### DATA SHOWN:
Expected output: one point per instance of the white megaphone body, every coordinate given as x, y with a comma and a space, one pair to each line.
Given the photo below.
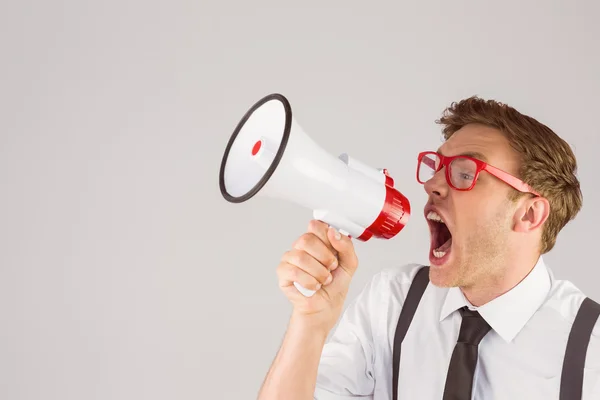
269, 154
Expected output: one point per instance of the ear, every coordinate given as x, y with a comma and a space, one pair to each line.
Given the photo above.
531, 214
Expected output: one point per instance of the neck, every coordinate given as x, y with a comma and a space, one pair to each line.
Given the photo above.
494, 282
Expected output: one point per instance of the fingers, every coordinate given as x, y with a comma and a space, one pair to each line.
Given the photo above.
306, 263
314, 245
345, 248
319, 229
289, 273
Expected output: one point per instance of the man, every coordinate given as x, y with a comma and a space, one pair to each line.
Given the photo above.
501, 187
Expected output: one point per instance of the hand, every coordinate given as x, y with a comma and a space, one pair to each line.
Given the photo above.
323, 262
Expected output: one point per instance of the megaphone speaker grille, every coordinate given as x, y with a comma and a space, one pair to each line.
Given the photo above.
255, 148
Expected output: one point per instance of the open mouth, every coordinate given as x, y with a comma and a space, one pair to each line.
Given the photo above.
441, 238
* * *
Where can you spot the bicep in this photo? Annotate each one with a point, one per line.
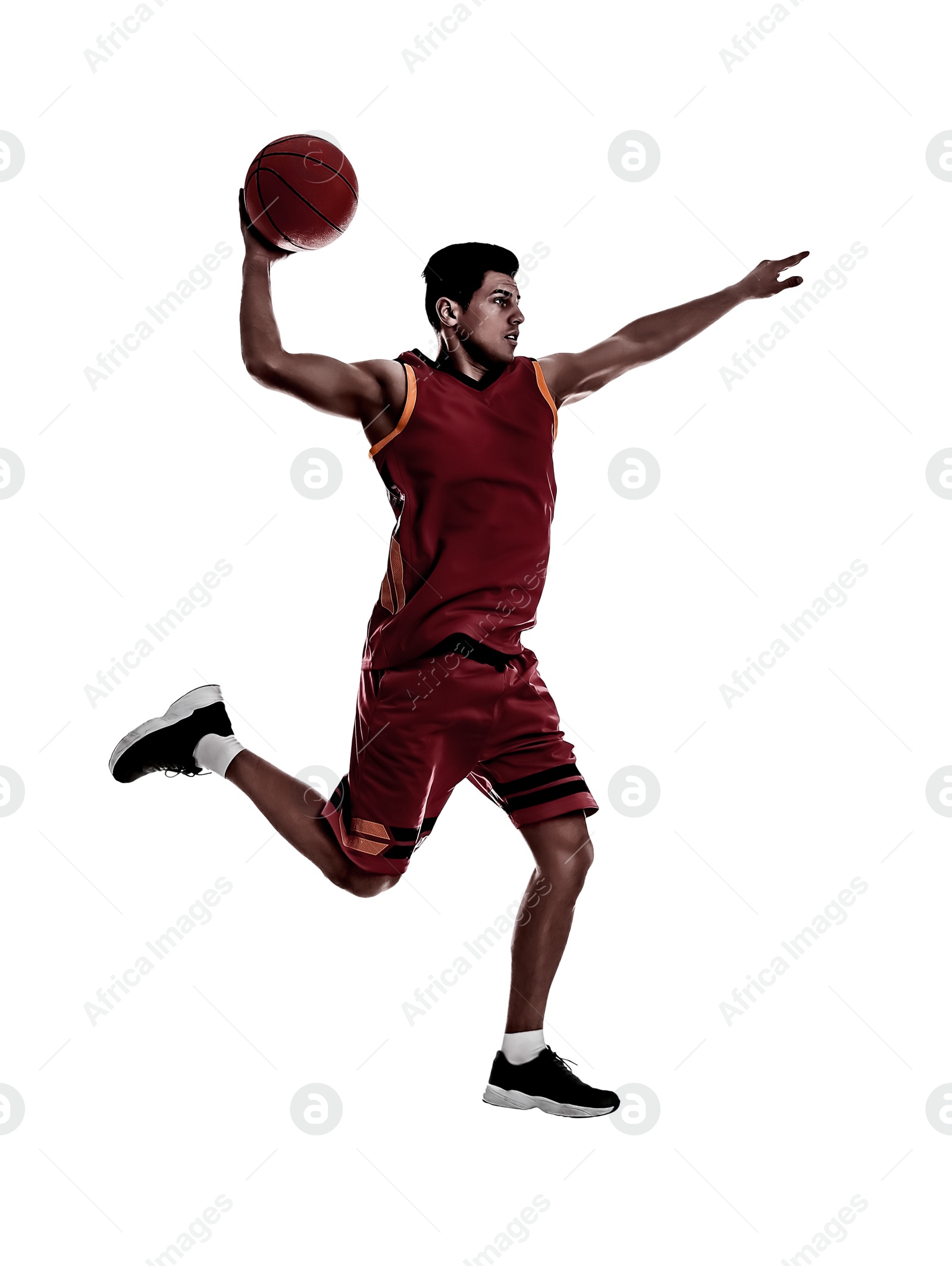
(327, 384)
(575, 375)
==
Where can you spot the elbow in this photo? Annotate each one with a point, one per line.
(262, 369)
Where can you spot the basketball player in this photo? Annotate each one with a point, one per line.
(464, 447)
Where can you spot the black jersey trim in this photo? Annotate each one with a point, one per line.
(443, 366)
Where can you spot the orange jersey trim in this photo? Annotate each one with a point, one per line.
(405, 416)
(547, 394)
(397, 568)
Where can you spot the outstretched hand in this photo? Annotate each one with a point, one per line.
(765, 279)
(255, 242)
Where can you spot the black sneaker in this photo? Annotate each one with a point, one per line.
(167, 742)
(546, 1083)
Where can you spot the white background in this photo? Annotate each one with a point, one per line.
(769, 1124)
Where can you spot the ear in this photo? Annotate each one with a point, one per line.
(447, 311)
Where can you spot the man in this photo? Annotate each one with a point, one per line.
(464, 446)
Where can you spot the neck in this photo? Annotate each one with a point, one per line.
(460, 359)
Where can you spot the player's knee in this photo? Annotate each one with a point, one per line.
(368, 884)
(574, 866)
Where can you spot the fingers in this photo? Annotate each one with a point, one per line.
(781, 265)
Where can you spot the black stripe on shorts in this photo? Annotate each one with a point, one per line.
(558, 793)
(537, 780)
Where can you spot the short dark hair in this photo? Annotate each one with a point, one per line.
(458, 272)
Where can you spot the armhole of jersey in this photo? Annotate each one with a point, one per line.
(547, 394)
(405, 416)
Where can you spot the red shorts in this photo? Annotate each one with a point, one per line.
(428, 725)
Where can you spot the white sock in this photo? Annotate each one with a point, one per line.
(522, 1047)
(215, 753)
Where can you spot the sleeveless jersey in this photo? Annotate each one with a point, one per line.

### WHAT IS REQUIRED:
When "megaphone" shows up in a line of the material, report that line.

### SOLUTION TO THE PROBLEM:
Expected output: one point per instance of the white megaphone body, every coordinate given as x, y with a comma and a space, one pair to each line.
Expected output: one point per instance of the megaphone speaker grille, every coordinate given as x, y with a comma and a space, one pair to each line.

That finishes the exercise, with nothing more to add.